TASK BRIEF
Every record must appear in your reply exactly as written.

GIVEN DATA
########################################

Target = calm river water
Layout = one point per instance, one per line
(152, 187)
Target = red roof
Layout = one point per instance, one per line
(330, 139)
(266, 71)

########################################

SOLVED PROBLEM
Target = calm river water
Layout = one point per instance, one per line
(152, 187)
Target = red roof
Layout = one point per instance, one per line
(330, 139)
(266, 71)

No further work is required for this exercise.